→ **EXERCISE**
In the listing below, find the line containing "Target: light blue dress shirt" and the line containing "book in the picture above.". Repeat exactly those two lines and every line between them.

:: EXTRACTED MATERIAL ::

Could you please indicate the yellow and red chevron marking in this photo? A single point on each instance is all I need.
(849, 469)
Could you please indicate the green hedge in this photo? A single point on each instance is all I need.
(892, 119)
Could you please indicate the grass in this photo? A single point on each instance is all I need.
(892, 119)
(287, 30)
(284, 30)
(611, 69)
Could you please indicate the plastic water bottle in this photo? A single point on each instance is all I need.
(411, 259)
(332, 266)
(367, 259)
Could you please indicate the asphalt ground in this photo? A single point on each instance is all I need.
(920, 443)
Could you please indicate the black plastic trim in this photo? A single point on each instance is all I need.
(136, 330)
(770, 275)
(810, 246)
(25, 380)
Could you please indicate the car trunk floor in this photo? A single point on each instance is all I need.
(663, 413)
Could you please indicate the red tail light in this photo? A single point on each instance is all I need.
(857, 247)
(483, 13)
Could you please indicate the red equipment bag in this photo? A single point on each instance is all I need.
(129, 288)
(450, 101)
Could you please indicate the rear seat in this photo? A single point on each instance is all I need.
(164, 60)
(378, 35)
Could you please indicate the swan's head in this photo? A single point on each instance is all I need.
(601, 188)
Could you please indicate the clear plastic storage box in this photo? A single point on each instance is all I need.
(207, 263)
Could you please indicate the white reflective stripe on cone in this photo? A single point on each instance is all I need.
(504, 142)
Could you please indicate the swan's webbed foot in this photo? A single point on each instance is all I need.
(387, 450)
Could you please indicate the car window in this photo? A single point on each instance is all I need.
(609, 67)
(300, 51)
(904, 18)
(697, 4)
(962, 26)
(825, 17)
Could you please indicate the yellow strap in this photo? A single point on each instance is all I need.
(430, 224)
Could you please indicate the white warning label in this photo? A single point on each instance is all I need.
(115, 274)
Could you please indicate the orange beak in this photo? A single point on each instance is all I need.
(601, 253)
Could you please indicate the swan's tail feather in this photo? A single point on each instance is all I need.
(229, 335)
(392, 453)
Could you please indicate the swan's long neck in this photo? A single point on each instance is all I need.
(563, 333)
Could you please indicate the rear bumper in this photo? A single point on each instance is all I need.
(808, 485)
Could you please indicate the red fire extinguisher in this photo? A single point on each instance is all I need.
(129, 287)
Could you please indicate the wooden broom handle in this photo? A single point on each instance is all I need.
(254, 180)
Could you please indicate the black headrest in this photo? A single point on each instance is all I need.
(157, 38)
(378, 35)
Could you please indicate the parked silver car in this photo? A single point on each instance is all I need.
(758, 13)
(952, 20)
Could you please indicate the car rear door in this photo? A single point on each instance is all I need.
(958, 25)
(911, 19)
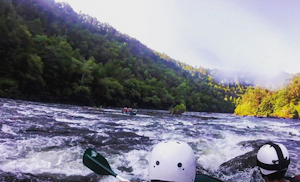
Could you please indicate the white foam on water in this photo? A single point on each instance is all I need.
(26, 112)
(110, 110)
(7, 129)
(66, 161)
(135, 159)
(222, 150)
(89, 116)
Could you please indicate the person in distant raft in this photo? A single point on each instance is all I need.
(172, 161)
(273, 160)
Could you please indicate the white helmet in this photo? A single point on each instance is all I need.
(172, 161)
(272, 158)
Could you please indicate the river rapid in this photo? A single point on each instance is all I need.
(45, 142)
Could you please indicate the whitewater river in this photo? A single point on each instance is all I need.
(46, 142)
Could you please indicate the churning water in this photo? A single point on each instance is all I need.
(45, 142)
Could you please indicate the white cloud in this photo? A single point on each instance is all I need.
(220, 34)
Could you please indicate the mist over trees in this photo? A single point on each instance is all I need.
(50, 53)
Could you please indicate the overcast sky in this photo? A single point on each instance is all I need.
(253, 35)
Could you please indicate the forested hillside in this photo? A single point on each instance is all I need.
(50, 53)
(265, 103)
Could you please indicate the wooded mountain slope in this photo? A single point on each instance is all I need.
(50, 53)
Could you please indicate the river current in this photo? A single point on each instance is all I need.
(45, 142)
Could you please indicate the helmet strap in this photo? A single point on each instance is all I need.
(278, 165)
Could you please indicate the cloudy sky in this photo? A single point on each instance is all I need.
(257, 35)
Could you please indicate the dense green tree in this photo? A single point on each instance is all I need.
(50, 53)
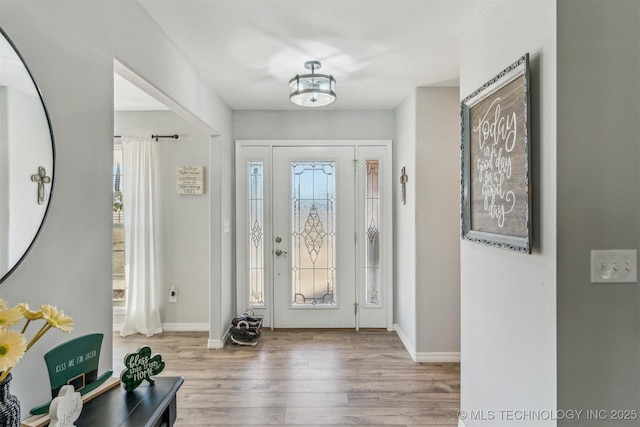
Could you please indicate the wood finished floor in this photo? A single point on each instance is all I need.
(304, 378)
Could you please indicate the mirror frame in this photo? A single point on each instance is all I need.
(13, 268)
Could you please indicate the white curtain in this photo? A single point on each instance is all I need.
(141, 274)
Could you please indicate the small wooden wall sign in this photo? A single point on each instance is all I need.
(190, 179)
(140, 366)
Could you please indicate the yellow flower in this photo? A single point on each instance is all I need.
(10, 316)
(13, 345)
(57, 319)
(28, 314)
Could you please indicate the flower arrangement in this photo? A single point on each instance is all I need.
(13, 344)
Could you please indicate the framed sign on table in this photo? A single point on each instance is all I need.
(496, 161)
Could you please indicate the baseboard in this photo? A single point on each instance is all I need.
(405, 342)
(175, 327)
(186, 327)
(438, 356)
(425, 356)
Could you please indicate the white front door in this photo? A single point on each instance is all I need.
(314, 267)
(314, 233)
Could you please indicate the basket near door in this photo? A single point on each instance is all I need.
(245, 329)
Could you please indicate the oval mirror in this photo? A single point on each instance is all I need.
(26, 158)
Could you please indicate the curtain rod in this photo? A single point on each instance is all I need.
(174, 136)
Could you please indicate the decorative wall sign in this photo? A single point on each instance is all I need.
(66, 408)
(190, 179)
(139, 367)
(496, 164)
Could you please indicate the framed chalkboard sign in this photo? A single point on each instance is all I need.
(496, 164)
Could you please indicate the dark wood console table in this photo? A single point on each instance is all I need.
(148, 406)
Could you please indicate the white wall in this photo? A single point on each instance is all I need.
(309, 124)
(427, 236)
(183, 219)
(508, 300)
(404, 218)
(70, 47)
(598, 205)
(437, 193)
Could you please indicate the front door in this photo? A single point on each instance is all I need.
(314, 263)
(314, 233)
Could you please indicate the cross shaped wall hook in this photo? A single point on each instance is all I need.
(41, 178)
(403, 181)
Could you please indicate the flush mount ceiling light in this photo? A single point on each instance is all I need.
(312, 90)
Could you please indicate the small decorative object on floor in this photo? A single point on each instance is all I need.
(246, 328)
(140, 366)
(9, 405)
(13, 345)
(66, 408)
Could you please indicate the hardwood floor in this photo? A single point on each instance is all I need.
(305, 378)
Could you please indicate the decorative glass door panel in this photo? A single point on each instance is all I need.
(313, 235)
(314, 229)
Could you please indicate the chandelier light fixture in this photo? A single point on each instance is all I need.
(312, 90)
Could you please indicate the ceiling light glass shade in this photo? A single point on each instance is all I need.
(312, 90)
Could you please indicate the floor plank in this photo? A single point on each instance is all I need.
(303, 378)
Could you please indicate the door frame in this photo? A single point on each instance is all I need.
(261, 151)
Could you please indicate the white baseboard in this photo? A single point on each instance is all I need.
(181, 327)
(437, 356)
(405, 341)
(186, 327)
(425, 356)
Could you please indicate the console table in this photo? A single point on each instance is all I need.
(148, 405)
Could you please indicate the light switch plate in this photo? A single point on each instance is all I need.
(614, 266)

:::
:: EXTRACTED MATERIAL ::

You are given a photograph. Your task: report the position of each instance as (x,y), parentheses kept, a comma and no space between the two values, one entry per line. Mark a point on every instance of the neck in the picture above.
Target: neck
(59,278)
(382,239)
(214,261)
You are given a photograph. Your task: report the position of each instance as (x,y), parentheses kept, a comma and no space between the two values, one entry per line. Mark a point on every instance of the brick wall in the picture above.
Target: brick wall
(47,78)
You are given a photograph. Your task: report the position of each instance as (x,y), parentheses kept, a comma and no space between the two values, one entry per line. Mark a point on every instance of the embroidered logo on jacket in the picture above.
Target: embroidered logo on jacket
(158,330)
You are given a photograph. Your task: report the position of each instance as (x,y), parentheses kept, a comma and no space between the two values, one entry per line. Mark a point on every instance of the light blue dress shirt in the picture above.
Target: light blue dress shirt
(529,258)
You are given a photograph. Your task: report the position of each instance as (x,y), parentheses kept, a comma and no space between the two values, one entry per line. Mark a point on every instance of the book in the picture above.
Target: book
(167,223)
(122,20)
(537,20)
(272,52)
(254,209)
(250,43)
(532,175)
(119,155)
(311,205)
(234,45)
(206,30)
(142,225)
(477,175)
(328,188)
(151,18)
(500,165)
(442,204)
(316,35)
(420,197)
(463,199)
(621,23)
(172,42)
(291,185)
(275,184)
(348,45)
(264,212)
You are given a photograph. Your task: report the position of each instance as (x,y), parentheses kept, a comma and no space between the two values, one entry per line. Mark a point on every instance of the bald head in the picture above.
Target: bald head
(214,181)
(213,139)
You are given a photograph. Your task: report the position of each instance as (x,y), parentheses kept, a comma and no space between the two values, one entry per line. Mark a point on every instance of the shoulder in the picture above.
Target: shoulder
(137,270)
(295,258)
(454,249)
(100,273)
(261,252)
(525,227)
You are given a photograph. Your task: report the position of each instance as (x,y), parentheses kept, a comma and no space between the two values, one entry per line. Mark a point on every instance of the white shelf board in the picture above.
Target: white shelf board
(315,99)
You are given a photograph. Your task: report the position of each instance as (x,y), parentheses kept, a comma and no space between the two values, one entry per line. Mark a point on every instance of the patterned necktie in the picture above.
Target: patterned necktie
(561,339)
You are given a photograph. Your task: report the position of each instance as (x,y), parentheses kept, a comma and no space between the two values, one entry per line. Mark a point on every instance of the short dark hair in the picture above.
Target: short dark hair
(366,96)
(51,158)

:::
:: EXTRACTED MATERIAL ::

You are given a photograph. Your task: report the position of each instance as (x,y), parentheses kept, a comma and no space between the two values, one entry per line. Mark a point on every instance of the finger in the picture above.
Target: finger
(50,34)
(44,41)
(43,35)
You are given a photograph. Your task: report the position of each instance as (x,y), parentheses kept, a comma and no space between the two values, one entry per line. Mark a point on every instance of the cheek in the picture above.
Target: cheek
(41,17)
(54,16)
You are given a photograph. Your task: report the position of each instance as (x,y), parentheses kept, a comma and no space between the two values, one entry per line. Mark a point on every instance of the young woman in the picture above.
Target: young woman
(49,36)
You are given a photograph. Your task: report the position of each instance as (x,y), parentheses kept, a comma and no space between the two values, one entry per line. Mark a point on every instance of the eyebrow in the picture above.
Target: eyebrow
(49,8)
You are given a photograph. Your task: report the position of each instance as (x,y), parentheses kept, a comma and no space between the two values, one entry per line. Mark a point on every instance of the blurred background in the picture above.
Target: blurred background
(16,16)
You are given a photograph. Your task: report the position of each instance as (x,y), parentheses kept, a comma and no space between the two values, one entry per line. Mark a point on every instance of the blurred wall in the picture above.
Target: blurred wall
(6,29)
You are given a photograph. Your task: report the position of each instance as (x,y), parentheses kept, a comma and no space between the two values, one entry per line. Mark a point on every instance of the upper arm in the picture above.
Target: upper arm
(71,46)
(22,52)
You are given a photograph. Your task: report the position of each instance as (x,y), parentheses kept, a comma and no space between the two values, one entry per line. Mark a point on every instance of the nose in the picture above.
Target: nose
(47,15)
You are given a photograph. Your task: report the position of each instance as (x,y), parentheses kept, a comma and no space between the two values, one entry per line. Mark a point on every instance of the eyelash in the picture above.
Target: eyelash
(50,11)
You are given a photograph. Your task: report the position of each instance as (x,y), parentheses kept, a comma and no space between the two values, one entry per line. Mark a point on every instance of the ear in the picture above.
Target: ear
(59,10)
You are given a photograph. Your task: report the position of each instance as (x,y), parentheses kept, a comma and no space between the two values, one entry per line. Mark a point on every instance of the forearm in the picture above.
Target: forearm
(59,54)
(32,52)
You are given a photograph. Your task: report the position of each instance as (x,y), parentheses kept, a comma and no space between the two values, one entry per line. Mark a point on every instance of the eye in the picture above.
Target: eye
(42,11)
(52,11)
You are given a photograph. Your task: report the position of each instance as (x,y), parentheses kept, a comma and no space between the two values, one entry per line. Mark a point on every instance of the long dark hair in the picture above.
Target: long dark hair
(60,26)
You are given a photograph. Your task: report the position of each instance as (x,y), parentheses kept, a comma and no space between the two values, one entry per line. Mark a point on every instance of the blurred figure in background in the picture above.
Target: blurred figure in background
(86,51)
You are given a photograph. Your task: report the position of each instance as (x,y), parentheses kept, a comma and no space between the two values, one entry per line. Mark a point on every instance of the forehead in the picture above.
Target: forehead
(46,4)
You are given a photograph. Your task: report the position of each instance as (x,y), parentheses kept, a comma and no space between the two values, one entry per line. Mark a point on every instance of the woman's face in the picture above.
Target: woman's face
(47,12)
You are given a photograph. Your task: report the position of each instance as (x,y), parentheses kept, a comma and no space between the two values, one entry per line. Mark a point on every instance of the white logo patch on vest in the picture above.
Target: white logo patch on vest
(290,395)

:::

→ **ANSWER SECTION**
Target: light blue dress shirt
(529,258)
You are given a photograph. Your task: report the position of each instance as (x,y), parentheses kept, a comma and no space between the two values, one entry per line. Mark a point on every instance of the book in the picture above.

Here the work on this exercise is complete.